INSTRUCTION:
Pick up the passage below about carefree people and press freedom after its final sentence, and continue writing it.

PASSAGE:
§ §

These are people who are going to live long, primarily because they see the world as one big ball of fun. When Kwame Korkorti was told that his dear mother was dead at home, he smiled and asked the bearer of the message whether his mother had cooked the afternoon meal before claiming she was dead. Until her death, Korkorti ate his lunch at his mother’s end.
When my Uncle Kofi Jogolo was picked and lost 1,500 dollars and a good amount of Sikaman currency, he didn’t lament the loss. Instead he was amused. In fact, he was almost glad about it, because he grinned from ear to ear, stroked his delicate moustache and congratulated the thief, adding that “He is smarter than I am.” Yeah, Jogolo is the man who employs a Swedish barber to trim his moustache.
And when Kofi Kokotako was unemployed and was nearly hit by an articulated truck, he called the driver a fool. “The idiot should have killed me,” he said to me. “Didn’t he know I was unemployed and suffering?”
Today, Kokotako is employed as a Reverend and is not doing badly at all. Thanks to the regular silver collection.
And what about Kofi Owuo, the celebrated poor man. His wife left him not because he was poor, but because he swore in front of her that he would never prosper.
The following dawn the wife packed bag and baggage and went back to her parents and told them all about her husband’s alliance with poverty. Her parents were bewildered and called the alliance unholy. They had no option than to send back Owuo’s drinks to end the marriage.
Kofi Owuo alias Death By Poverty did not contest the issue. He was more engrossed thinking about how to become poorer than to contest what he called a frivolous matter. The wife could go to hell, he said. These are people longevity smiles upon. Nothing worries them.
Getting back to talking about journalists. I’d say that anywhere there is journalism, the issue of press freedom is not too far away. Is the press free? That’s one question foreigners want answer to when they are on visit.
Well, journalists celebrate a yearly WORLD PRESS FREEDOM DAY to drum home the idea of press freedom as a very important thing in the practice of journalism.

§ §

SUPPLIED INFORMATION:
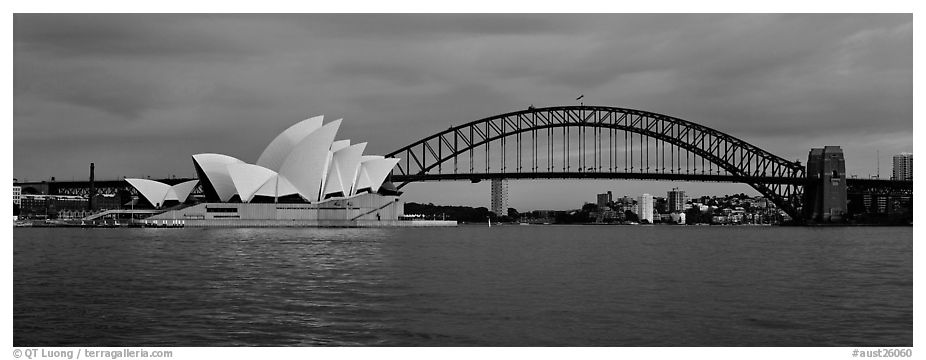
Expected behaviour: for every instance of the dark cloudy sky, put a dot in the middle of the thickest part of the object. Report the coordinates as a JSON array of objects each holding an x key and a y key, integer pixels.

§ §

RESPONSE:
This year’s was celebrated almost a fortnight ago but people didn’t see much of us because we are normally not good celebrants. We should have mounted a float to roam the entire capital, dancing asaboni to brass band music just like PTC did recently.
Although journalists are known to be very good dancers because they walk very much, on that day, they were all busy writing. It was the Minister of Information, Mr Kofi Totobi Quakyi who saved the day by addressing a forum organised to mark the day.
He is a man I’ve always admired since his radical university days. He spoke much on press freedom, cautioning the press not to abuse the freedom granted by the Fourth Republican constitution, but to use it for the progress of society.
Well, press freedom has been defined by many journalists as the freedom to ‘write nonsense’. This definition is not quite accurate. I asked one staff reporter to define press freedom. It took him fifteen minutes to put up something.
“Press freedom is the freedom that is enjoyed by the press that enables journalists to publish or broadcast any kind of material so long as it is absolutely true, is not libelous and slanderous, and is not against the national interest.”
I gave him eight out of 10, a straight A. I guess every journalist is old enough to know that certain things he or she writes is for or against the national interest. We certainly must guard against writing against the national interest; that is very important.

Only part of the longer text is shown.